== Supplied material ==

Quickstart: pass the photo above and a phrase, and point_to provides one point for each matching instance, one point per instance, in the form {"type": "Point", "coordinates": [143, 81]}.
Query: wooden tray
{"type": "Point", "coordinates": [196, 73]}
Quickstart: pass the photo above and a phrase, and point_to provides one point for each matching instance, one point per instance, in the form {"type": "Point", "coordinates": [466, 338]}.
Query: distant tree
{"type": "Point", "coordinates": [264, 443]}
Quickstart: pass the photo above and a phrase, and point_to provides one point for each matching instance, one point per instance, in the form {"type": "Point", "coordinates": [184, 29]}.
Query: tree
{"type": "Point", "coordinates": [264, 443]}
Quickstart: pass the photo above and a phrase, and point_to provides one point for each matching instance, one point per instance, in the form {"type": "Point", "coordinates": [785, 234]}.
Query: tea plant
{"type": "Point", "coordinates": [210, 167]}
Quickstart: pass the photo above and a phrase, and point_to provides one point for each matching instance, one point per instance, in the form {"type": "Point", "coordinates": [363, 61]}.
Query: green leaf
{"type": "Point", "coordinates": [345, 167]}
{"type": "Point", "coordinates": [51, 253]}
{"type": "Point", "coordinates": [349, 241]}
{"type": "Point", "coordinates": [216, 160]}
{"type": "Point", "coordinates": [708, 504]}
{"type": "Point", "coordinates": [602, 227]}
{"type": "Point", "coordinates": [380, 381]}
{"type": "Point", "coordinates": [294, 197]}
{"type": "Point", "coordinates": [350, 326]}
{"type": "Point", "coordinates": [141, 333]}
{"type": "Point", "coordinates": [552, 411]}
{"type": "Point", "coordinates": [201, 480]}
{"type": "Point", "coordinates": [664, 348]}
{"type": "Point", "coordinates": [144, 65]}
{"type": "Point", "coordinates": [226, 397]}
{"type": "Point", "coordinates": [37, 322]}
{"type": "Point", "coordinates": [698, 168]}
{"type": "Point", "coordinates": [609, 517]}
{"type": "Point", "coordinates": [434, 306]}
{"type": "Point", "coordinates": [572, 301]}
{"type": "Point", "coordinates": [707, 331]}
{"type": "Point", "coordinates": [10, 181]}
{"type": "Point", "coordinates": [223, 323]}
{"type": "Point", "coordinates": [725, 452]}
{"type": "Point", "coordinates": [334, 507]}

===

**Work instructions:**
Write out the full set of records exactly as given.

**Solution below:**
Quickstart: pass the photo above and a phrase, and point_to provides one point for each matching instance, one point per instance, in the form {"type": "Point", "coordinates": [143, 81]}.
Query: wooden tray
{"type": "Point", "coordinates": [196, 73]}
Quickstart: pass the photo above and a phrase, and point_to provides one point for each matching instance, one point per instance, in the form {"type": "Point", "coordinates": [466, 338]}.
Query: distant tree
{"type": "Point", "coordinates": [264, 443]}
Quickstart: pass the photo above and a phrase, and point_to provides one point for each matching instance, one point per instance, in the form {"type": "Point", "coordinates": [184, 29]}.
Query: tree
{"type": "Point", "coordinates": [264, 443]}
Quickstart: pass the photo above and a phrase, and point_to provides one point for each matching instance, one point per instance, in the form {"type": "Point", "coordinates": [785, 234]}.
Query: tea plant
{"type": "Point", "coordinates": [210, 167]}
Quickstart: pass the photo above and a phrase, and point_to provides one point for each matching instance, one point per instance, in the form {"type": "Point", "coordinates": [363, 61]}.
Query: green leaf
{"type": "Point", "coordinates": [345, 167]}
{"type": "Point", "coordinates": [51, 253]}
{"type": "Point", "coordinates": [349, 241]}
{"type": "Point", "coordinates": [216, 160]}
{"type": "Point", "coordinates": [708, 504]}
{"type": "Point", "coordinates": [602, 227]}
{"type": "Point", "coordinates": [380, 381]}
{"type": "Point", "coordinates": [294, 197]}
{"type": "Point", "coordinates": [350, 326]}
{"type": "Point", "coordinates": [141, 333]}
{"type": "Point", "coordinates": [552, 411]}
{"type": "Point", "coordinates": [201, 480]}
{"type": "Point", "coordinates": [664, 348]}
{"type": "Point", "coordinates": [144, 65]}
{"type": "Point", "coordinates": [226, 397]}
{"type": "Point", "coordinates": [37, 322]}
{"type": "Point", "coordinates": [698, 168]}
{"type": "Point", "coordinates": [609, 517]}
{"type": "Point", "coordinates": [434, 306]}
{"type": "Point", "coordinates": [572, 301]}
{"type": "Point", "coordinates": [707, 331]}
{"type": "Point", "coordinates": [10, 181]}
{"type": "Point", "coordinates": [223, 323]}
{"type": "Point", "coordinates": [725, 452]}
{"type": "Point", "coordinates": [334, 507]}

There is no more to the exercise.